Extract provided>
****************************************

Brijesh Ammanath 00:05:01 I like the quote when you say SRE is what happens when you get software engineers to design operations and run it. And I believe that also implies that software engineers will implement the software engineer design principles, like continuous integration and engineering principles around measurability?

Vladyslav Ukis 00:05:18 Yeah, so in terms of software engineering approach in SRE, fundamentally SRE brings to the table is, imagine you’ve got a software engineering team and the software engineering team is ready to ship some digital service into production. And typically, they just do it and then they see what happens. With SRE, that’s not the approach that the team would take. With SRE, before doing the final deployment, the team will get together including the product owner and they will define the so-called service level objectives for the service, and these service level objectives, they would then quantify the reliability of the service — the reliability that they want the service to fulfill. And then once deployed to production, that reliability, which is quantified, will get monitored and then they will get alerts on whenever they don’t fulfill their liability as envisioned. So you see, it creates a very powerful feedback loop where you apply effectively the tried-and-true scientific method to software operations.

Vladyslav Ukis 00:06:32 So you, before you deploy to production, you then define the SLOs which quantify the reliability that you want your service to provide. And then, once the service is in production, then you get feedback from production that tells you whenever you don’t fulfill the reliability that you actually thought the service would provide. So, it provides that powerful additional feedback loop, which is actually pretty tight. And that means that you don’t just do continuous integration in a sense that you’ve got some stages, some stages that lead you through some testing towards production. But you also think about the operational aspects much more during the development because there is an ongoing conversation about the quantification of reliability.

****************************************

Data shown>
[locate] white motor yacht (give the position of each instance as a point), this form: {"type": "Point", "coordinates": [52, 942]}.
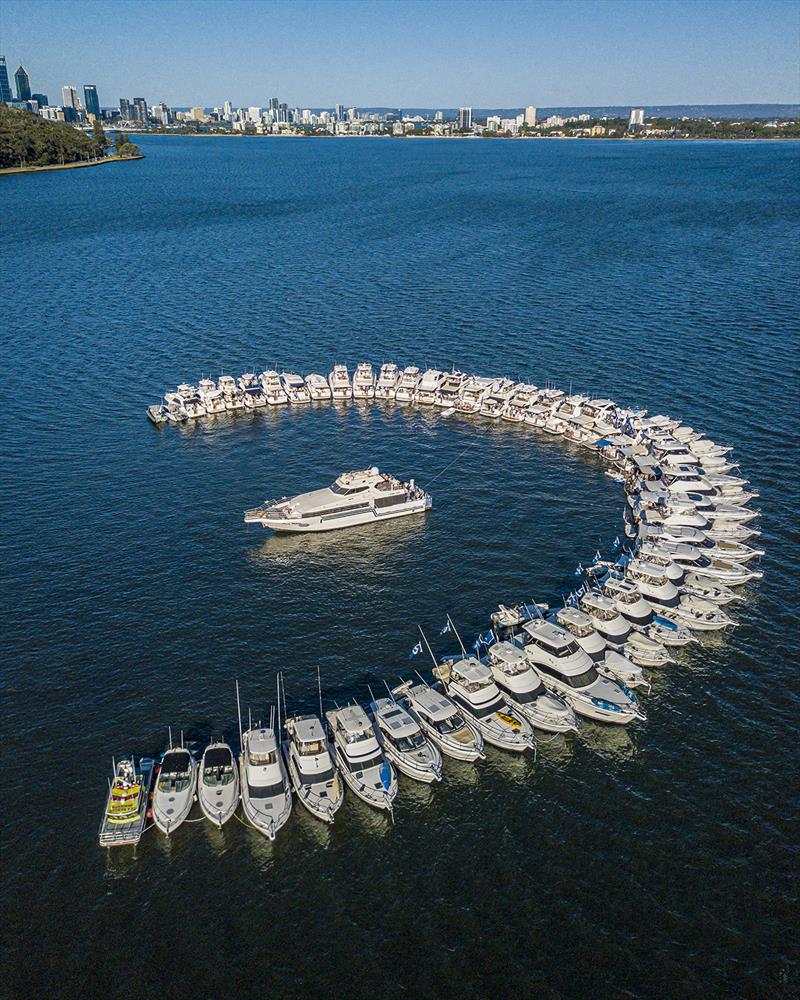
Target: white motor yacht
{"type": "Point", "coordinates": [359, 757]}
{"type": "Point", "coordinates": [312, 772]}
{"type": "Point", "coordinates": [174, 789]}
{"type": "Point", "coordinates": [364, 497]}
{"type": "Point", "coordinates": [428, 386]}
{"type": "Point", "coordinates": [317, 386]}
{"type": "Point", "coordinates": [295, 388]}
{"type": "Point", "coordinates": [470, 684]}
{"type": "Point", "coordinates": [191, 403]}
{"type": "Point", "coordinates": [266, 792]}
{"type": "Point", "coordinates": [628, 599]}
{"type": "Point", "coordinates": [364, 381]}
{"type": "Point", "coordinates": [568, 671]}
{"type": "Point", "coordinates": [519, 681]}
{"type": "Point", "coordinates": [273, 388]}
{"type": "Point", "coordinates": [605, 616]}
{"type": "Point", "coordinates": [339, 381]}
{"type": "Point", "coordinates": [218, 783]}
{"type": "Point", "coordinates": [387, 381]}
{"type": "Point", "coordinates": [449, 389]}
{"type": "Point", "coordinates": [441, 720]}
{"type": "Point", "coordinates": [404, 742]}
{"type": "Point", "coordinates": [407, 384]}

****************************************

Tasks to complete>
1: Please answer these from the SRE interview:
(a) In the quote Brijesh Ammanath likes, who is brought in to design and run operations?
(b) Besides the team, who joins in defining the service level objectives before the final deployment?
(c) What method does Vladyslav Ukis say the feedback loop applies to software operations?
2: In the SRE interview, rename "quote" to "line" in the part starting with "Brijesh Ammanath 00:05:01" and going on through "principles around measurability?", then give that part again.

The results>
1:
(a) Software engineers.
(b) The product owner.
(c) The tried-and-true scientific method.

2:
Brijesh Ammanath 00:05:01 I like the line when you say SRE is what happens when you get software engineers to design operations and run it. And I believe that also implies that software engineers will implement the software engineer design principles, like continuous integration and engineering principles around measurability?